::: Document extract :::

Which tools, IDEs, servers are you using?
Our developers could choose between Netbeans and Eclipse (most use Netbeans). The project is completely based on Maven with a lot of special Maven plugins developed in-house. Beside this, we use fully automated builds, controlled by Jenkins.
Would you choose Java EE again?
One of the FAQs is "Do you know any Java EE developers?". Are you also searching for Java EE Developers? :-)
Beside you, we know some persons which are often speakers in Java / Java EE conferences e.g. JAX, W-JAX. We are constantly looking for Java /Java EE developers to strengthen our team
Any pointers, resources to the "cool" stuff, presentations, demos, conferences, more information etc.?
Frank, thank you for the interview!
Very pithy! :) Thank you
Posted by Peter on September 23, 2015 at 12:12 PM CEST #
Good interview, but I'm not clear on why they couldn't stick with CORBA. It says "because CORBA is used on some Java EE servers itself for remote EJB communication", which is true, I'm using it right now, but what is the concern here? If CORBA is already "a very efficient and bandwidth saving protocol with low latency" why create your own binary protocol?
Posted by David on September 25, 2015 at 01:14 AM CEST #
Hi David, thanks for your comment.

:::

Jobs:
a – Do these statements agree with the Java EE interview page? (i) The project's builds are fully automated and controlled by Jenkins. (ii) Most of the developers use Eclipse. (iii) David asks why a custom binary protocol was created. Answer yes or no for each and quote the deciding words.
b – Carry on the Java EE interview page from its last line.

::: Stored rows :::

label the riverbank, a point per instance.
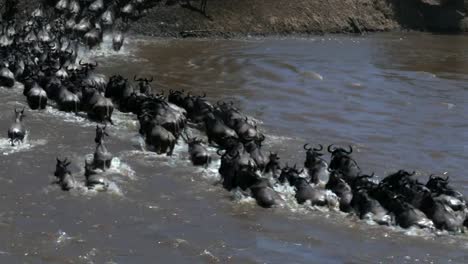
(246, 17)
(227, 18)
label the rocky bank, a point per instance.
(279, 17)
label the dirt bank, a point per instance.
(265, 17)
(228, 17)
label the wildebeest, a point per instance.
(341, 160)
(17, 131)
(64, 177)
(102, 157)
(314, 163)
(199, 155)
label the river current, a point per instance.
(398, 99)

:::
::: Stored rows :::

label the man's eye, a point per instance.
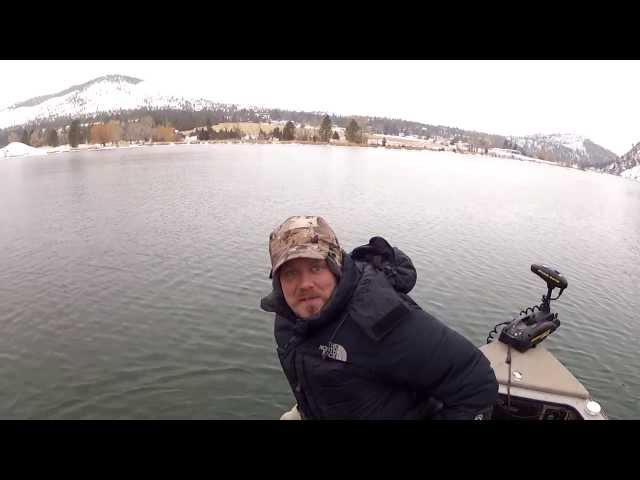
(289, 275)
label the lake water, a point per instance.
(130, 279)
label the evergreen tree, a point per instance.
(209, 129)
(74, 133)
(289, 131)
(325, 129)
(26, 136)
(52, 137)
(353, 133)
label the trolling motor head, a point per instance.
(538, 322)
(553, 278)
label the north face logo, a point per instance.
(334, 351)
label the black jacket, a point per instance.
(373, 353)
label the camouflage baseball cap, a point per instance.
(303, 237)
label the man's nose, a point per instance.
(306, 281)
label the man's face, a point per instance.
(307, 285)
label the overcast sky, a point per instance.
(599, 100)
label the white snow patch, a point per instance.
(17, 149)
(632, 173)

:::
::: Stored rows :::

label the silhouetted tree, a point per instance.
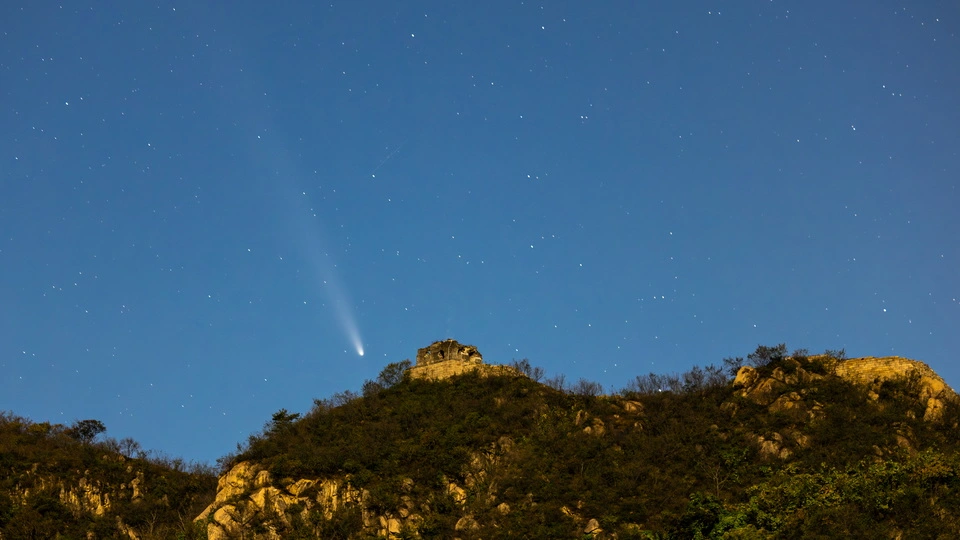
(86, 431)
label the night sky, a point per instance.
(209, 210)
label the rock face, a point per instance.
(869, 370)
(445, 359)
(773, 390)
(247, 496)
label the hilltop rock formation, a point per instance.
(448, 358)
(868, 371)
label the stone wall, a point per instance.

:::

Answers to the tasks:
a –
(i) Yes: "we use fully automated builds, controlled by Jenkins."
(ii) No: "most use Netbeans"
(iii) Yes: "why create your own binary protocol?"

b –
The problem here is not CORBA itself, it's the JEE client container which need to be used to communicate with the remote EJB entry of the server (via CORBA). We found, that JEE client containers are usually not compatible when the server version is updated or a different server i sused. Instead, the client container jar files have to be updated on all already existing clients. One requirement of our customers is to be able to run a client application for long time (often many year's!), without updating them - even not changing any of the files on the client. These client libraries are often integrated in manufacturing equipment itself with no access to it (not from us and not from our customer who uses the production line). Sometimes, only the manufacturer of the production equipment itself is able to access the system (e.g. SMD pick and place machines or in-circuit testers).
We need the freedom to update the server to newer versions or even to different JEE server implementations without touching the clients.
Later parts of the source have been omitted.